• _TRECHO FORNECIDO_

:::

Dilma com Raúl Castro: R$ 1,92 bilhão em empréstimos brasileiros destinados para a execução do Porto de Mariel, em Cuba| Foto: Roberto Stuckert Filho/Presidência

Banco se blinda aos órgãos de controle, diz auditoria

Auditoria do Tribunal de Contas da União (TCU) aberta para fiscalizar o maior financiamento da história do Banco Nacional de Desenvolvimento Econômico e Social (BNDES), a construção da Usina de Belo Monte, pouco avançou no mapeamento dos recursos públicos, mas revelou a narrativa da blindagem da instituição aos órgãos de controle. Documentos do tribunal consultados pela reportagem e levantamentos no Ministério Público revelam os meios usados pelo banco, maior instituição de fomento da América Latina, para "recusar" informações sobre financiamentos, empréstimos e operações subsidiadas.

:::

• _EXERCÍCIO PROPOSTO_
Você pode dar sequência à reportagem sobre a auditoria do TCU no BNDES a partir do ponto em que ela termina? Os registros que vêm a seguir são um material à parte, independente do texto.

:::

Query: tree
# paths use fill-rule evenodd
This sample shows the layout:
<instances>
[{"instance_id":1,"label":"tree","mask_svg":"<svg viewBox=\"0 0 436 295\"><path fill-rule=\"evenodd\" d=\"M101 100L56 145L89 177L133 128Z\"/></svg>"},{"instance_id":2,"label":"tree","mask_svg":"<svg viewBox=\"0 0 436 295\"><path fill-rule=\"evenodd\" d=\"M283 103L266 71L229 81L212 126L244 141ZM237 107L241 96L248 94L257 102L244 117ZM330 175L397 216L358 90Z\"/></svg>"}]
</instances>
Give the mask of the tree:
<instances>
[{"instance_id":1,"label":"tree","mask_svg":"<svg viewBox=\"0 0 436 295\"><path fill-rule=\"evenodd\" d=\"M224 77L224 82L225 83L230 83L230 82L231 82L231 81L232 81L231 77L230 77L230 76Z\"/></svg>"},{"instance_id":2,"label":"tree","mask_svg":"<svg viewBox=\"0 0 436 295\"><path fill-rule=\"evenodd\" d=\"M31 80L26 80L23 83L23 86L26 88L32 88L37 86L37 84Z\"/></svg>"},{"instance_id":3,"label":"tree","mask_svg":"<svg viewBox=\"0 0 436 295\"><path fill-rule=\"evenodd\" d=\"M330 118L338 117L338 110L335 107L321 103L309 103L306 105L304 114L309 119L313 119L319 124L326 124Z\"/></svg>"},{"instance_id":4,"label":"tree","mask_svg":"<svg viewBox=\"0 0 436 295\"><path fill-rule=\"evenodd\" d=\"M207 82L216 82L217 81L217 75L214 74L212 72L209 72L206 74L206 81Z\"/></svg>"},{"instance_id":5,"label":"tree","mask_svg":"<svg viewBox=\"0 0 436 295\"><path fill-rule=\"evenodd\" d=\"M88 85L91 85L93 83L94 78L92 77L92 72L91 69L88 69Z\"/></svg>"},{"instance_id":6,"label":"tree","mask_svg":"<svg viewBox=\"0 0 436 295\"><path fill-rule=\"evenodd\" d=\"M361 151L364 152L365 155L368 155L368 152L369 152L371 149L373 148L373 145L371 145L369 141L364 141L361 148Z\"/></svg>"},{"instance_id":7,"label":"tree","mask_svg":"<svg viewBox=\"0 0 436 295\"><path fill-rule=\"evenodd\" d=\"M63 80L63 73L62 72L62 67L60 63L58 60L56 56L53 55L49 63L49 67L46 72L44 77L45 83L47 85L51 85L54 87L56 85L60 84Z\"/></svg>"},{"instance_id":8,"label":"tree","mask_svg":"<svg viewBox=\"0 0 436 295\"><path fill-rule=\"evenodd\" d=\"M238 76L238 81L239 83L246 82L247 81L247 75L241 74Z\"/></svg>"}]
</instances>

:::

• _RESULTADO DA TAREFA_
Para o TCU, Controladoria Geral da União (CGU) e o Ministério Público Federal (MPF), o banco – que recebeu mais de R$ 400 bilhões em dinheiro do Tesouro Nacional desde o início da crise – não repassa dados suficientes para aferir suas operações. Entre os expedientes usados, o BNDES cita sigilo bancário e se vale da indecisão da Advocacia-Geral da União (AGU) para arbitrar disputas do banco com a CGU.

O caso mais recente de blindagem de dados envolve a construção da hidrelétrica de Belo Monte, em Altamira (PA), cujo consórcio Norte Energia S/A vai receber R$ 22,5 bilhões do banco para levantar a usina. No meio do ano passado, o TCU abriu uma auditoria para verificar a regularidade do uso de recursos do banco na terceira maior hidrelétrica do mundo, no Rio Xingu, e em outras duas obras de concessionárias de serviços públicos.

Começava ali uma história de resistência, segundo autoridades da corte. Desde 30 de agosto, técnicos e ministros do TCU reuniram-se cinco vezes com integrantes do banco para acessar as informações a fim de embasar a auditoria. Na última manifestação do tribunal no caso, a corte derrubou o sigilo da auditoria, expondo as tentativas frustradas de acesso a informações.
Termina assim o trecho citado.